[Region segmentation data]
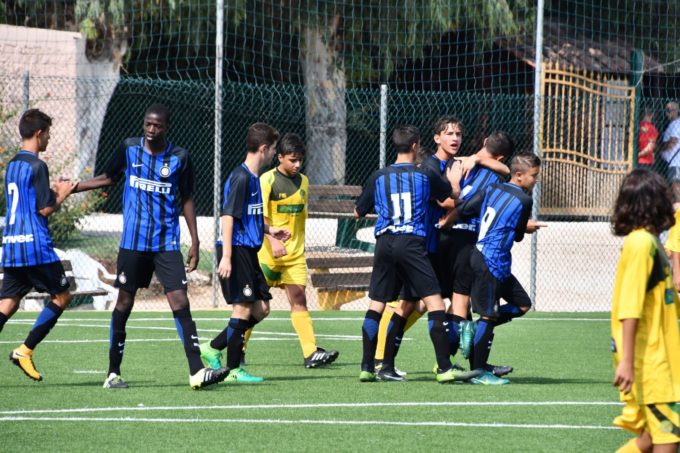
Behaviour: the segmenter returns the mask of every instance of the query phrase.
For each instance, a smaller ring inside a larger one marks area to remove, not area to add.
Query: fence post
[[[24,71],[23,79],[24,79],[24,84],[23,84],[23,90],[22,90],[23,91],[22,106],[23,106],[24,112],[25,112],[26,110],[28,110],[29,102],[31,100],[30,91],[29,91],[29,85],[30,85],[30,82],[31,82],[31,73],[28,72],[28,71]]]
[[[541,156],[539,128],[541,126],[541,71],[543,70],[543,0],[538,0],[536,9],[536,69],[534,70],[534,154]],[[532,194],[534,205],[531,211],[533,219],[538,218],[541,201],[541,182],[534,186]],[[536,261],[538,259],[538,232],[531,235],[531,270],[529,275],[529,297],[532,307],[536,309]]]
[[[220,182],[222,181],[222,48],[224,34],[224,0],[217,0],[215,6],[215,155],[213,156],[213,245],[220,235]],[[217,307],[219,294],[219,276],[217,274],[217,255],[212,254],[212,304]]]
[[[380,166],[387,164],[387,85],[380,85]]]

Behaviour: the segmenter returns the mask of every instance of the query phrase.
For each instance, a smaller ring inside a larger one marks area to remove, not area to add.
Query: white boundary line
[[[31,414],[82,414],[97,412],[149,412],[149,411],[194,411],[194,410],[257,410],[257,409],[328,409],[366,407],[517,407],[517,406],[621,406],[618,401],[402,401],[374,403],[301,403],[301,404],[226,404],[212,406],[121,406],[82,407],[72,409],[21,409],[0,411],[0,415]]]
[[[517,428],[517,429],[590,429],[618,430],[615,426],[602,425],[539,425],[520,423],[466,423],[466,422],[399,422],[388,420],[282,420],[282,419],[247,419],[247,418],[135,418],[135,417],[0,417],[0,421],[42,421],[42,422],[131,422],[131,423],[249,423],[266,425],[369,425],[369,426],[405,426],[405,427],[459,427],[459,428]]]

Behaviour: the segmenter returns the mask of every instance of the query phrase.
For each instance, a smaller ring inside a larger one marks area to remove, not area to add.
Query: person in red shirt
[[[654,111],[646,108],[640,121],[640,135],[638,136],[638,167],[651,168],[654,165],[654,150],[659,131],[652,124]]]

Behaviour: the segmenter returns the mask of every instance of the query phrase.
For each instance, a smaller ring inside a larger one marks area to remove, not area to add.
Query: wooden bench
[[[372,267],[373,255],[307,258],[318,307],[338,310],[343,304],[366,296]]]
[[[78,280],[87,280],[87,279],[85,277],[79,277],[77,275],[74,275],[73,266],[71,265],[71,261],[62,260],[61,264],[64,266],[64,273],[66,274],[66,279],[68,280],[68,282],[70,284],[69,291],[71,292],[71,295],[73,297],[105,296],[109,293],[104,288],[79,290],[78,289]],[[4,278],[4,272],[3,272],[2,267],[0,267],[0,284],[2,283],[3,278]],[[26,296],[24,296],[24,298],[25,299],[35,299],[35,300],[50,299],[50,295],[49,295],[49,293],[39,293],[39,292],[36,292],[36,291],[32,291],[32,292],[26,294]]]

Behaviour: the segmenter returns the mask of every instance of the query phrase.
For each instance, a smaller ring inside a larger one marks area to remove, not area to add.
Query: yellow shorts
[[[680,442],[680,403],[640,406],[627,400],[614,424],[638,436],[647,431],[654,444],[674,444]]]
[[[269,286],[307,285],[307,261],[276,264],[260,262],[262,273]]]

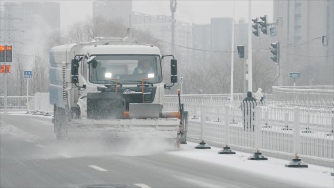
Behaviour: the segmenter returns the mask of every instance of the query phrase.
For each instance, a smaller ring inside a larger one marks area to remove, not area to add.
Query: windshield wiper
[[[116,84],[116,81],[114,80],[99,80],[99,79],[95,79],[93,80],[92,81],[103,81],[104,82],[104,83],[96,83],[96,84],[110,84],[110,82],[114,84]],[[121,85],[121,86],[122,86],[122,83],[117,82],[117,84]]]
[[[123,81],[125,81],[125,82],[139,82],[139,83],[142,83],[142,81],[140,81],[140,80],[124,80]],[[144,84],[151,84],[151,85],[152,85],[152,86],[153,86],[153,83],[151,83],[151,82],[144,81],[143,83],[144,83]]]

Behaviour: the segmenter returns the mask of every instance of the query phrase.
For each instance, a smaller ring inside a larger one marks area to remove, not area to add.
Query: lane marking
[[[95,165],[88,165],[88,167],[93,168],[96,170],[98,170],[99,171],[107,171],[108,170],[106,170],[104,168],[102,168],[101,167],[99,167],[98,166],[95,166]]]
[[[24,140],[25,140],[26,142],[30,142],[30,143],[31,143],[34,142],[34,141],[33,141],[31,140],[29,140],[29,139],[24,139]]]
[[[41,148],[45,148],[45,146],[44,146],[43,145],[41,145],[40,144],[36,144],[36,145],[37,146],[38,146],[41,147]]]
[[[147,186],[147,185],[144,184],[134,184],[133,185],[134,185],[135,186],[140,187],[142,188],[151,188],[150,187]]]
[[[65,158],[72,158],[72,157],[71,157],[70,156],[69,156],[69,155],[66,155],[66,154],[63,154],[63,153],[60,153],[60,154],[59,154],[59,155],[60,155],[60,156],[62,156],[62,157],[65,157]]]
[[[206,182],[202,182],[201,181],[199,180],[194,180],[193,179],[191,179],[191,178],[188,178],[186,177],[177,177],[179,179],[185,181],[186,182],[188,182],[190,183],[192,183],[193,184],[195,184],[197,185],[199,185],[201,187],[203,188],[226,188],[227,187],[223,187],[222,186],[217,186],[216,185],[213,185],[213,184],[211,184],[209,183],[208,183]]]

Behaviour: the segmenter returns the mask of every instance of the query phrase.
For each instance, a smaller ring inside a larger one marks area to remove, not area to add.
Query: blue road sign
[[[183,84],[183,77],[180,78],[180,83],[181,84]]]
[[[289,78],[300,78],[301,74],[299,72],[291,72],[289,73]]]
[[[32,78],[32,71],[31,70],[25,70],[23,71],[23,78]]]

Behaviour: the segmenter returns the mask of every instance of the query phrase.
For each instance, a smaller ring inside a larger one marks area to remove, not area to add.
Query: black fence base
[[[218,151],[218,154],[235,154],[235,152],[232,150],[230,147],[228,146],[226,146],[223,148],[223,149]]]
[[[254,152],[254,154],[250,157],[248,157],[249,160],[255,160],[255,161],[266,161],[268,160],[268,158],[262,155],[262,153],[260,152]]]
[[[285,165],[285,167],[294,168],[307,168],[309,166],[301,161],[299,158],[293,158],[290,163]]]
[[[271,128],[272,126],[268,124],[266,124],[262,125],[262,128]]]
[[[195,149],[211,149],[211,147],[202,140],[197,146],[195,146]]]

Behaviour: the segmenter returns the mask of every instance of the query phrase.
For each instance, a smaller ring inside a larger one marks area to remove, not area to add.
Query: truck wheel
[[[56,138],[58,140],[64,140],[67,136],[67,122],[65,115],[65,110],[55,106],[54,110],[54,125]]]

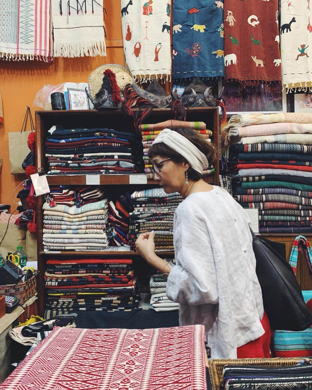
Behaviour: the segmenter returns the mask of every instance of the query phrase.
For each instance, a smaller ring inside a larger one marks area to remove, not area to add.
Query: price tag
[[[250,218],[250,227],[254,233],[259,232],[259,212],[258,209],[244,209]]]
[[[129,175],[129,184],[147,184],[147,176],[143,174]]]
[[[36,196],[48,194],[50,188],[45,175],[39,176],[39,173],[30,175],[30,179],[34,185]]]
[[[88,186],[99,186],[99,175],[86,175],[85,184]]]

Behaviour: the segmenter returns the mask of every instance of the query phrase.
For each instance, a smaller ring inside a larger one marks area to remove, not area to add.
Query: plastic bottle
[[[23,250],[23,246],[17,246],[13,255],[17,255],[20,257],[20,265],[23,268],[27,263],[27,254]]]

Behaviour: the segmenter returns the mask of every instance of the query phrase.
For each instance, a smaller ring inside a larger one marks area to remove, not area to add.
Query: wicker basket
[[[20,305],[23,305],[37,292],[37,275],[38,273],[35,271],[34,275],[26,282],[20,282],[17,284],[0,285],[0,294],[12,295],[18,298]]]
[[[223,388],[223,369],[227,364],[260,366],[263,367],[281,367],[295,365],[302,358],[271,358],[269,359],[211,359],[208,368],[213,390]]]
---
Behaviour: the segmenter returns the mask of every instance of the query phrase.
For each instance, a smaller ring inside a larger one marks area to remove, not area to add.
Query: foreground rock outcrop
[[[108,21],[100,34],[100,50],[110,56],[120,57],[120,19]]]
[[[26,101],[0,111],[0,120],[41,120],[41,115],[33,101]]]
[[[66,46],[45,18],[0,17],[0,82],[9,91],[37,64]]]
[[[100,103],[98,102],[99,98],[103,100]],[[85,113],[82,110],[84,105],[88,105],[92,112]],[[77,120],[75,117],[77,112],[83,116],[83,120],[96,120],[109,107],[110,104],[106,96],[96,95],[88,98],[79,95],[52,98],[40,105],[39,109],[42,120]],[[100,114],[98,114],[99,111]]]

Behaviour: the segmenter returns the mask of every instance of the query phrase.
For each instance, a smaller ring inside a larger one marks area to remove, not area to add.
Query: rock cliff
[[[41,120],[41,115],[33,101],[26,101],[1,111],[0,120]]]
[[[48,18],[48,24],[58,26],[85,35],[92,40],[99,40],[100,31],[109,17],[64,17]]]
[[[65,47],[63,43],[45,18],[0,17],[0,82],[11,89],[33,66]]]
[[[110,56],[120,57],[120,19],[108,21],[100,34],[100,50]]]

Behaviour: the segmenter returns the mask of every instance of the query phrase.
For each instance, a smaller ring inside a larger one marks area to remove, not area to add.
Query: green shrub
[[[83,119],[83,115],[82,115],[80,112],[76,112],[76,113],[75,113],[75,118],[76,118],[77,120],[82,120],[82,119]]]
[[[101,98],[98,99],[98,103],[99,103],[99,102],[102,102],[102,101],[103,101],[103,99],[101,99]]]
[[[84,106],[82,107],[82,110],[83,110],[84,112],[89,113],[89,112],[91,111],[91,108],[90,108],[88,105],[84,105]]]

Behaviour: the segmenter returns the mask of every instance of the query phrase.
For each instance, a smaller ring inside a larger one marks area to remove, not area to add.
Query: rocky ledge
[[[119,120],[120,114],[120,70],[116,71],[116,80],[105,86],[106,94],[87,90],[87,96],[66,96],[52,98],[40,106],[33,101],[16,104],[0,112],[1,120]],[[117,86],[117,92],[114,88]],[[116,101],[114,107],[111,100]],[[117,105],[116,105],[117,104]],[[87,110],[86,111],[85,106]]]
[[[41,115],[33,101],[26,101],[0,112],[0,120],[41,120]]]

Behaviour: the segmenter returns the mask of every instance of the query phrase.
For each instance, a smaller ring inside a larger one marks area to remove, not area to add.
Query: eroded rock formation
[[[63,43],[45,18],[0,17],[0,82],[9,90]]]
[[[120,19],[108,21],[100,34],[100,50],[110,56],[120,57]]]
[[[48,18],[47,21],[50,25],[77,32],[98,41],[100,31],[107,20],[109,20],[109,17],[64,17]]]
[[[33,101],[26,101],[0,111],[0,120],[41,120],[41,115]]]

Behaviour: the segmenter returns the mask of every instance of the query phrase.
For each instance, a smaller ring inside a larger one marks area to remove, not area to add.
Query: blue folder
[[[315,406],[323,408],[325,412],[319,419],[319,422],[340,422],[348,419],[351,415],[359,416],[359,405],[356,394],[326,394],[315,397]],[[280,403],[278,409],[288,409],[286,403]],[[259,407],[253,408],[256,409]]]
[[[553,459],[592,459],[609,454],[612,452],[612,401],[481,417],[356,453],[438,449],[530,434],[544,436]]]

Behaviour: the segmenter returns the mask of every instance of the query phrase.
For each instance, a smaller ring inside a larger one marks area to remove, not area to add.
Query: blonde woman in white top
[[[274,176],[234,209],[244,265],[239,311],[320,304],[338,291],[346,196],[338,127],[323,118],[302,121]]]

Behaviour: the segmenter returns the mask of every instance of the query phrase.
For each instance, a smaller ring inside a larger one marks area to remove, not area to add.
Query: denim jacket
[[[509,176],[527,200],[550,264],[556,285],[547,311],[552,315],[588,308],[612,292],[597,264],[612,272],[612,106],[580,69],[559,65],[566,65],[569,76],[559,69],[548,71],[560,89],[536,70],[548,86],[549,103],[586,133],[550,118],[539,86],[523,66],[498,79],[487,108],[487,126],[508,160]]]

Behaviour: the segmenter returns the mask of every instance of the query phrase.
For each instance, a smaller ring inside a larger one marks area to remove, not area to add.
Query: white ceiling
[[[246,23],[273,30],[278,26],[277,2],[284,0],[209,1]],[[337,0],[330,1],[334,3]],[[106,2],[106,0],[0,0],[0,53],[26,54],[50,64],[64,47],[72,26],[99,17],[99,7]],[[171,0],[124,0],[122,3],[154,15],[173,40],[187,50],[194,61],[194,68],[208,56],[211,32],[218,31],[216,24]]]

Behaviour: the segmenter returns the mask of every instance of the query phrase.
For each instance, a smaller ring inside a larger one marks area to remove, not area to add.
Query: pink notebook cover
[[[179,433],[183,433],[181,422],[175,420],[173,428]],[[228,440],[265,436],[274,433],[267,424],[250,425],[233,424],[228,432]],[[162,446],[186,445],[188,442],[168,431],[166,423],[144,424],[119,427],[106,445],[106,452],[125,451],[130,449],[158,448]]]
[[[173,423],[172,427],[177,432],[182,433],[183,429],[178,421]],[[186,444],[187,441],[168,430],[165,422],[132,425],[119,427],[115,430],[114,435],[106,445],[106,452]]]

# Written problem
Count the lines of the data above that contain the string "blue". Give only the number.

# Exercise output
2